* **Requests**
A: In the wild rice passage, write out everything from "Both were in" down to "source of information.".
B: According to the wild rice passage, what was Roger LaBine's job?
C: Using the wild rice passage, explain why Barton chose to write a book instead of an article.

* **Selected extract**
The recently published first-of-its-kind book tells the stories of the Anishinaabek people and their traditions with manoomin, or wild rice. She compiled the stories of this Native American people from Michigan’s Upper Peninsula, Wisconsin and Minnesota into a fascinating volume called “Manoomin, The Story of Wild Rice in Michigan.”
Barton got into ricing in 2008, when Roger LaBine, a water resource technician for the Lac Vieux Desert Band of Lake Superior Chippewa, introduced her to its history while she researched storm water management in the Upper Peninsula. Wild rice is sacred for the Anishinaabek, but most non-tribal people, like Barton, didn’t know the story. As she researched where it grew, she discovered amazing traditions and an important part of Michigan’s landscape.
Both were in danger of getting lost.
For seven years, she considered writing an article about what she discovered. But the climate change that threatens the rice made her realize a book was warranted.
“I wanted to document it here today since it may be gone,” she said. “I then asked lots of tribal friends, and I received a lot of blessings from them since it is sacred to the tribes. “
She learned a lot more about rice than she thought possible.
“Non-tribal folks have an ecological idea, but no concept that it was here,” Barton said. That shocked and saddened her.
Old newspapers became an important source of information.
“I started looking back and found that many hunters had planted rice with the goal of attracting waterfowl to the area,” she said. “Other interesting tidbits include some stories of people stealing wild rice, including a story of a little boy who was caught.”

* **Listed entries**
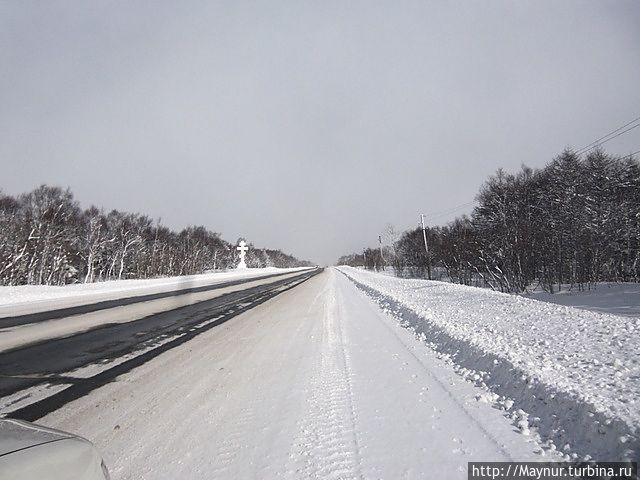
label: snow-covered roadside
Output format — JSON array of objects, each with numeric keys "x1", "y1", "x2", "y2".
[
  {"x1": 526, "y1": 283, "x2": 640, "y2": 318},
  {"x1": 0, "y1": 267, "x2": 307, "y2": 318},
  {"x1": 340, "y1": 267, "x2": 640, "y2": 460},
  {"x1": 0, "y1": 271, "x2": 312, "y2": 352},
  {"x1": 38, "y1": 270, "x2": 558, "y2": 480}
]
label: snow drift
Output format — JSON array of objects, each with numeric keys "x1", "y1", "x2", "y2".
[{"x1": 340, "y1": 267, "x2": 640, "y2": 461}]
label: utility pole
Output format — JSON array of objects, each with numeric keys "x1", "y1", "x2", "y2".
[{"x1": 420, "y1": 213, "x2": 431, "y2": 280}]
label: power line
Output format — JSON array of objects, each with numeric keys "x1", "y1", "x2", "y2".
[
  {"x1": 576, "y1": 117, "x2": 640, "y2": 155},
  {"x1": 424, "y1": 200, "x2": 476, "y2": 218}
]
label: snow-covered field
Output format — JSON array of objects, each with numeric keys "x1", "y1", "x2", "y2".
[
  {"x1": 340, "y1": 267, "x2": 640, "y2": 460},
  {"x1": 0, "y1": 267, "x2": 305, "y2": 318},
  {"x1": 529, "y1": 283, "x2": 640, "y2": 318},
  {"x1": 39, "y1": 270, "x2": 560, "y2": 480}
]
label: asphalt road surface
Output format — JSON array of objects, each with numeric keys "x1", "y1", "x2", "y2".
[{"x1": 0, "y1": 270, "x2": 320, "y2": 421}]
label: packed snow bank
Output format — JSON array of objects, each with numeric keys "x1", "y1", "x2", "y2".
[
  {"x1": 340, "y1": 267, "x2": 640, "y2": 460},
  {"x1": 529, "y1": 283, "x2": 640, "y2": 318},
  {"x1": 0, "y1": 267, "x2": 306, "y2": 318}
]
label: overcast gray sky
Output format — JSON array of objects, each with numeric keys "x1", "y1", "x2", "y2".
[{"x1": 0, "y1": 0, "x2": 640, "y2": 263}]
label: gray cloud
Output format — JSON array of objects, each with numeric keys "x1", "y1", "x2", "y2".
[{"x1": 0, "y1": 1, "x2": 640, "y2": 262}]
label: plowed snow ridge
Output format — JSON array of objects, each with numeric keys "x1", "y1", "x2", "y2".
[{"x1": 340, "y1": 267, "x2": 640, "y2": 461}]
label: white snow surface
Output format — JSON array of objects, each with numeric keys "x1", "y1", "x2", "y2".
[
  {"x1": 39, "y1": 269, "x2": 561, "y2": 480},
  {"x1": 0, "y1": 270, "x2": 312, "y2": 352},
  {"x1": 340, "y1": 267, "x2": 640, "y2": 461},
  {"x1": 528, "y1": 283, "x2": 640, "y2": 318},
  {"x1": 0, "y1": 267, "x2": 307, "y2": 318}
]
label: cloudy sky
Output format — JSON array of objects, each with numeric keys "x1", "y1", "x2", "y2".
[{"x1": 0, "y1": 0, "x2": 640, "y2": 263}]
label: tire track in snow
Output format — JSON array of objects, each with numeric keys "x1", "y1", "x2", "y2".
[{"x1": 289, "y1": 272, "x2": 363, "y2": 479}]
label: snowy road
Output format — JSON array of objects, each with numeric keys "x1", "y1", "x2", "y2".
[{"x1": 39, "y1": 269, "x2": 550, "y2": 479}]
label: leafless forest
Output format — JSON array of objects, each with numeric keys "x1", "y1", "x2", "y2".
[{"x1": 338, "y1": 150, "x2": 640, "y2": 292}]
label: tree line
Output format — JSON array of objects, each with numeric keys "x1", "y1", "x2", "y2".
[
  {"x1": 338, "y1": 150, "x2": 640, "y2": 293},
  {"x1": 0, "y1": 185, "x2": 309, "y2": 285}
]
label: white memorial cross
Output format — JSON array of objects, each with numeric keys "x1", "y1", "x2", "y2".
[{"x1": 236, "y1": 240, "x2": 249, "y2": 268}]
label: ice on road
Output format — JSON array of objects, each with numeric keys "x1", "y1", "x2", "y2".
[{"x1": 40, "y1": 270, "x2": 550, "y2": 479}]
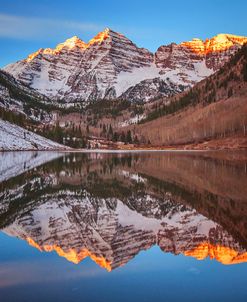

* **Results for the exercise**
A:
Both were in danger of getting lost.
For seven years, she considered writing an article about what she discovered. But the climate change that threatens the rice made her realize a book was warranted.
“I wanted to document it here today since it may be gone,” she said. “I then asked lots of tribal friends, and I received a lot of blessings from them since it is sacred to the tribes. “
She learned a lot more about rice than she thought possible.
“Non-tribal folks have an ecological idea, but no concept that it was here,” Barton said. That shocked and saddened her.
Old newspapers became an important source of information.

B: He was a water resource technician for the Lac Vieux Desert Band of Lake Superior Chippewa.

C: Climate change threatens the rice, and that made her realize a book was warranted. She wanted to document the rice and its traditions now, since they may be gone.